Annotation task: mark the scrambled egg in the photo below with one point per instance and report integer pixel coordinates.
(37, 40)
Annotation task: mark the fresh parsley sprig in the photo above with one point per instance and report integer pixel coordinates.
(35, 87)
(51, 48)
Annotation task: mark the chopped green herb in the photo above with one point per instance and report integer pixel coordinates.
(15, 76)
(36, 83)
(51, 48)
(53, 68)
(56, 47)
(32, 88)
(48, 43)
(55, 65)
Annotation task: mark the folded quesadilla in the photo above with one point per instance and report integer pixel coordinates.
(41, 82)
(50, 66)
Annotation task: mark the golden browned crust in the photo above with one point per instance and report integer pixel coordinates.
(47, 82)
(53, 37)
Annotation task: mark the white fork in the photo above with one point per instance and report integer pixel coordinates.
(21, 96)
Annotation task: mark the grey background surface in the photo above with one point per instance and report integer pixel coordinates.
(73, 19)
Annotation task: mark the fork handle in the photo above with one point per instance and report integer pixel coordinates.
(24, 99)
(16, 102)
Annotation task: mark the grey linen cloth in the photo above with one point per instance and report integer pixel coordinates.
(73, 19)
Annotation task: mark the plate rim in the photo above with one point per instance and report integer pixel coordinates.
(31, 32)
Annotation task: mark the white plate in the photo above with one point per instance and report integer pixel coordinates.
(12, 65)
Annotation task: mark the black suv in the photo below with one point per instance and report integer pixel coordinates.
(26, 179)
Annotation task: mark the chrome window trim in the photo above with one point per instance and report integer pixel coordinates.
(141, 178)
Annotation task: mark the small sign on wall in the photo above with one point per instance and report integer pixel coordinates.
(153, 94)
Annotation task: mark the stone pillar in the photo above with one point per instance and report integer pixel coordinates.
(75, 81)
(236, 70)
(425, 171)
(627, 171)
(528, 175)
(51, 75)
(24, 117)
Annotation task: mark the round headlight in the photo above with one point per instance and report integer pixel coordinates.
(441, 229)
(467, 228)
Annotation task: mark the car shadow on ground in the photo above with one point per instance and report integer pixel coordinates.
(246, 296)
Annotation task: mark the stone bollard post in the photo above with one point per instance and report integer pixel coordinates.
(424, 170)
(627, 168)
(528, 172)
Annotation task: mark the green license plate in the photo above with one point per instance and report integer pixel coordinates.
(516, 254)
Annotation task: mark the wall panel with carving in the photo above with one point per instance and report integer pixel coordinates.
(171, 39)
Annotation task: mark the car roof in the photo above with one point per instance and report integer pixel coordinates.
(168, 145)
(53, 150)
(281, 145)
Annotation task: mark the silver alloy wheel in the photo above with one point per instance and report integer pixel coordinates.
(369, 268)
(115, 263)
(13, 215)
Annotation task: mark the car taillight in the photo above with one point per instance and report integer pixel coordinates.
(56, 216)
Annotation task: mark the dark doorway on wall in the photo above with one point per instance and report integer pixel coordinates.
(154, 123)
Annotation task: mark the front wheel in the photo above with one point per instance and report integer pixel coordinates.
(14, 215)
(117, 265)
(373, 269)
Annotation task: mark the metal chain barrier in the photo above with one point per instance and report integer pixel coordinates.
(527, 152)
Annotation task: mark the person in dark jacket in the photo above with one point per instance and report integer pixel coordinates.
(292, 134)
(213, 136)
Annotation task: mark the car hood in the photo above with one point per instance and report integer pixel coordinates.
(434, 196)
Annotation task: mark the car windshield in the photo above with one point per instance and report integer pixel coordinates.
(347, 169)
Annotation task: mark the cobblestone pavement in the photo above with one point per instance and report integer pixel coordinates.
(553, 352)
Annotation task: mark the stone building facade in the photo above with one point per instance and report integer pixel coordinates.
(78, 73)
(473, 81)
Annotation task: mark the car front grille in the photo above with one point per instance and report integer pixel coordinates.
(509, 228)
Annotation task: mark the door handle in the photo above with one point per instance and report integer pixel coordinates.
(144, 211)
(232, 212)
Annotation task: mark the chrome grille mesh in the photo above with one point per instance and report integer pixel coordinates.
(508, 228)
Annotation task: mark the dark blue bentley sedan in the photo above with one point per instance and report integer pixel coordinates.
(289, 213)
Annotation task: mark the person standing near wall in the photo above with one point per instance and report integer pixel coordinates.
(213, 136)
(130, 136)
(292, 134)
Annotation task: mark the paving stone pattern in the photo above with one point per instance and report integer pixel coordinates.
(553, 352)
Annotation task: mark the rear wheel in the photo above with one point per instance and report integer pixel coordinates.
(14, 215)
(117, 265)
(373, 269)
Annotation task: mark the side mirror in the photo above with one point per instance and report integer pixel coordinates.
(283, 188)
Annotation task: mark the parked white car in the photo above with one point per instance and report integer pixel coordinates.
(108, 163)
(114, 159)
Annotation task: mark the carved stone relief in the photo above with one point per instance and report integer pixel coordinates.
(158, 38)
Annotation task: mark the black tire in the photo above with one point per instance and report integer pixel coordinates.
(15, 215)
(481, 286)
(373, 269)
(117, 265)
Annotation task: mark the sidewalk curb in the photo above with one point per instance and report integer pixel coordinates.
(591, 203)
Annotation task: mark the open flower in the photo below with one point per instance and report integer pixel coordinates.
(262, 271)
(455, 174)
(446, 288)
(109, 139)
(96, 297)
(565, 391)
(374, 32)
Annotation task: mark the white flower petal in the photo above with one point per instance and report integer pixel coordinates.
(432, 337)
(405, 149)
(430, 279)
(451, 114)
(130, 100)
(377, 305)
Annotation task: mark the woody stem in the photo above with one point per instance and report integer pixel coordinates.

• EXERCISE: Retype the listing. Match it exactly.

• THE OUTPUT:
Annotation task: mark the scrambled egg in the photo below with one point per instance and report integer pixel coordinates.
(37, 40)
Annotation task: mark the fresh parsley sprig in the photo above with one point per instance and report integer pixel coordinates.
(35, 87)
(51, 48)
Annotation task: mark the chopped green herb in the photo above with one point per instance and report integer pixel coordinates.
(15, 76)
(36, 83)
(51, 48)
(53, 68)
(56, 47)
(32, 88)
(48, 43)
(55, 65)
Annotation task: mark the folded quesadilla in the photo above with one point per instance and report integer pixel coordinates.
(41, 82)
(50, 66)
Annotation task: mark the golden browned crust in the photo above with one point per instance and report integer pixel coordinates.
(47, 82)
(53, 37)
Annotation task: mark the white fork in the photo above with one point per instance and report integer pixel coordinates.
(21, 96)
Annotation task: mark the grey background surface in the photo above with one point per instance and report integer pixel coordinates.
(73, 19)
Annotation task: mark the fork handle in the photo above with one point per instance and report integer pixel coordinates.
(24, 99)
(16, 102)
Annotation task: mark the grey linen cloth in the photo above with one point per instance and report integer pixel coordinates.
(73, 19)
Annotation task: mark the plate rim in the photo above with one point per instance and report integer pixel coordinates.
(31, 32)
Annotation task: mark the white plate in the photo above with one point per instance and report integer pixel coordinates.
(12, 65)
Annotation task: mark the black suv in the photo below with one point per instance and report integer pixel coordinates.
(26, 179)
Annotation task: mark the chrome window trim in the photo above with one point per instance and report integer pixel coordinates.
(141, 178)
Annotation task: mark the small sign on wall in the photo above with one point per instance and report integer pixel coordinates.
(153, 94)
Annotation task: mark the stone pillar in the photo above with one point per instance and report integer pixel coordinates.
(75, 81)
(236, 70)
(425, 171)
(627, 171)
(528, 175)
(51, 75)
(24, 117)
Annotation task: mark the round headlight in the photo above with one point per instance and report integer pixel coordinates.
(441, 229)
(467, 228)
Annotation task: mark the car shadow on ground in the photo above with one point per instance and report integer pixel coordinates.
(246, 296)
Annotation task: mark the stone bollard post in the photo above with one point per instance and report integer pixel coordinates.
(424, 170)
(627, 168)
(528, 172)
Annotation task: mark the green license plate in the photo above with one point per instance and report integer pixel coordinates.
(516, 254)
Annotation task: mark the wall panel with carving in the photo above with one point per instance and report integer pixel coordinates.
(171, 39)
Annotation task: mark the car roof in the photo above with one point per instance and report integer pixel coordinates.
(168, 145)
(53, 150)
(281, 145)
Annotation task: mark the silver alloy wheel in the photo above with one point per instance and report integer pixel coordinates.
(369, 268)
(115, 263)
(13, 215)
Annotation task: mark the car taillight in the photo above with one point per instance and report integer pixel coordinates.
(56, 216)
Annotation task: mark the dark doorway on wall in the photo above with one point per instance and report integer pixel coordinates.
(154, 123)
Annotation task: mark the front wheel in the photo above with one point per instance and report integer pixel coordinates.
(14, 215)
(117, 265)
(373, 269)
Annotation task: mark the metal chain barrier in the photo above with one point per instance and report integer pixel coordinates.
(527, 152)
Annotation task: mark the person in dark jacket in the photo above with one point per instance and report integer pixel coordinates.
(292, 134)
(213, 136)
Annotation task: mark the car hood in the photo above with one point per instance and report integer pixel coordinates.
(434, 196)
Annotation task: mark the car windshield in the photo above with one point per instance and report integer pixel coordinates.
(347, 169)
Annotation task: mark the cobblestone pavement in the photo above with one point per instance and report integer pixel coordinates.
(553, 352)
Annotation task: mark the stone building facade in the photo above with one point per instance and report integer pixel coordinates.
(78, 73)
(473, 81)
Annotation task: mark the car front grille in the photo above with one point per instance and report integer pixel coordinates.
(509, 228)
Annotation task: mark the door handle in the photo above with one point per instance and report integer pixel coordinates.
(144, 211)
(232, 212)
Annotation task: mark the chrome grille mesh in the photo above with one point per instance and report integer pixel coordinates.
(508, 228)
Annotation task: mark the dark blue bentley sedan in the photo above with one point per instance and report integer pixel coordinates.
(289, 213)
Annotation task: mark the person standing near wall in the photo above with one point per instance and report integer pixel coordinates.
(213, 136)
(130, 136)
(292, 134)
Annotation task: mark the paving stone pattern in the photo above with one point per instance and report integer pixel coordinates.
(553, 352)
Annotation task: mark the rear wheel in the photo above with one point per instance and report integer pixel coordinates.
(14, 215)
(117, 265)
(373, 269)
Annotation task: mark the side mirror in the photo above with one point per instance and report integer pixel coordinates.
(283, 188)
Annotation task: mark the parked white car in the photo above with one point per instance and report integer pixel coordinates.
(108, 163)
(114, 159)
Annotation task: mark the carved stone relief in the photo above with one point per instance and report integer pixel coordinates.
(158, 38)
Annotation task: mark the black tire in the photo above with one point per instance and report integer pixel coordinates.
(15, 215)
(481, 286)
(373, 269)
(117, 265)
Annotation task: mark the sidewalk curb in the photo above with one point per instance and report integer pixel coordinates.
(591, 203)
Annotation task: mark the open flower in the photo below with one point per instance and report integer pixel coordinates.
(262, 271)
(455, 174)
(446, 288)
(109, 139)
(96, 297)
(565, 391)
(374, 32)
Annotation task: mark the white flower petal in the photo above with one point per instance and report integer pixel coordinates.
(432, 337)
(405, 149)
(430, 279)
(451, 114)
(130, 100)
(377, 305)
Annotation task: mark the woody stem in the photo above with one point per instance and report integer pixel coordinates.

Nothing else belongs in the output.